WORK TO BE COMPLETED:
Please return all of the material exactly, with no line missing.

····················

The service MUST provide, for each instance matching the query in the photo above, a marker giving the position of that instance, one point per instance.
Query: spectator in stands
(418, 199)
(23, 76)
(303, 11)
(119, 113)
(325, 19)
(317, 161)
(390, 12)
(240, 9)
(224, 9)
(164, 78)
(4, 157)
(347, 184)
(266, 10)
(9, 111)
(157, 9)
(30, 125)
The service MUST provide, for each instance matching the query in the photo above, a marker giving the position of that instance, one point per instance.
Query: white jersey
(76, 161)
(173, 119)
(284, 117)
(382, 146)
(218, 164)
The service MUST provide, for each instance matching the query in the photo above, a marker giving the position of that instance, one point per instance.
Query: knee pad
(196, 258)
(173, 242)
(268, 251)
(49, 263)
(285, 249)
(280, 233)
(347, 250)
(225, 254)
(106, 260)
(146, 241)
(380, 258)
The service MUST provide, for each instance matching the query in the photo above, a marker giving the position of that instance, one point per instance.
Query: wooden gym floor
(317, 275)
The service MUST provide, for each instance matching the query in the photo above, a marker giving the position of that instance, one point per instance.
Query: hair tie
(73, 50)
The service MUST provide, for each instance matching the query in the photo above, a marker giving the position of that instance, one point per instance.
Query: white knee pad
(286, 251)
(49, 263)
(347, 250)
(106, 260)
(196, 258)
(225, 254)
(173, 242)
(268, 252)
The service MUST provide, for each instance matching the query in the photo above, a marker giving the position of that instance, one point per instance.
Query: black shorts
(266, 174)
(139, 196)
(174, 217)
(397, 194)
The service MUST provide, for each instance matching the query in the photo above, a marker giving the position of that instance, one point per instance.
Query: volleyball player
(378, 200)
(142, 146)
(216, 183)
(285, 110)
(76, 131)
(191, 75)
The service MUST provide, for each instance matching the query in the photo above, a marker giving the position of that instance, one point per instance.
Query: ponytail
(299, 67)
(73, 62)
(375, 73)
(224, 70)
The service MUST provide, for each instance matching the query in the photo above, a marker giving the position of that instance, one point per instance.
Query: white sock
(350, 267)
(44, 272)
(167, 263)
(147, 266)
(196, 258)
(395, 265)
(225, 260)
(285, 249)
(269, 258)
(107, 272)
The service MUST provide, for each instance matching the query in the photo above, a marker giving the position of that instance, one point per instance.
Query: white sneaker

····················

OUTPUT:
The service MUST provide, for each instance matching the query in the photo above, a marker giving the position of that instance, one point per instance.
Query: spectator in stands
(418, 199)
(23, 76)
(303, 11)
(119, 113)
(325, 19)
(317, 161)
(390, 12)
(240, 9)
(224, 9)
(164, 78)
(4, 157)
(347, 184)
(266, 10)
(9, 111)
(157, 9)
(30, 125)
The service MUST provide, for each instance matching the query in the photo above, a marker giving the position of that instance, one point per instance.
Query: white jersey
(76, 161)
(173, 119)
(284, 117)
(382, 146)
(218, 164)
The service MUST provide, for each instance matching the query in the photo above, a marker giving the position of that instance, one point per instance.
Query: knee pad
(196, 258)
(173, 242)
(268, 251)
(49, 263)
(285, 249)
(280, 233)
(347, 250)
(225, 254)
(106, 260)
(146, 241)
(380, 258)
The service MUST provide, for each instance matching the query in the photo above, a marker giving the position of that instance, one point per instance.
Query: wooden gym floor
(317, 275)
The service MUST provide, for each instance matching the query in the photo above, a marker giving the position of that instance, one point per instance.
Query: hair tie
(73, 50)
The service MUST provide, for each instance matching the query in the photo above, a marker giving the position of that instance, one point per instance.
Query: white knee pad
(286, 251)
(49, 263)
(347, 250)
(106, 260)
(196, 258)
(225, 254)
(173, 242)
(268, 252)
The service MUST provide, for each instance matching the query in the photo above, a marker giving the position of that instance, one point per instance.
Query: black shorts
(266, 174)
(139, 196)
(174, 217)
(397, 194)
The service MUST provide, for each instance matching the query in the photo above, a marker giving the position of that instance, one point per instance.
Query: volleyball player
(378, 200)
(142, 146)
(216, 183)
(285, 110)
(76, 131)
(191, 75)
The service MUST provide, for each instance matching the query in the photo above, a marker giving the position of that instance, one point per instance.
Query: ponytail
(299, 67)
(73, 62)
(375, 73)
(224, 70)
The service MUST provide, for each instance matching the query in the photo above, a marker giving the position of that instance, one point per instance.
Query: white sock
(350, 267)
(44, 272)
(167, 263)
(147, 266)
(196, 258)
(395, 265)
(225, 260)
(285, 249)
(269, 258)
(107, 272)
The service MUST provide, for each instance matching the query in the photo above, a marker giving the position of that instance, one point per instance.
Query: white sneaker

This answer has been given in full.